Your assignment: The entries below are to be written out again without alteration.

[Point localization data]
────────

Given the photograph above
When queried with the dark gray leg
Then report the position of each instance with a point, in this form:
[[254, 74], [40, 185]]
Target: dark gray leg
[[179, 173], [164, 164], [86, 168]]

────────

Problem solution:
Given the photograph above
When queried with the dark gray leg
Then report the position of each instance with a point, in this form:
[[254, 74], [40, 185]]
Target: dark gray leg
[[179, 173], [164, 164], [86, 168]]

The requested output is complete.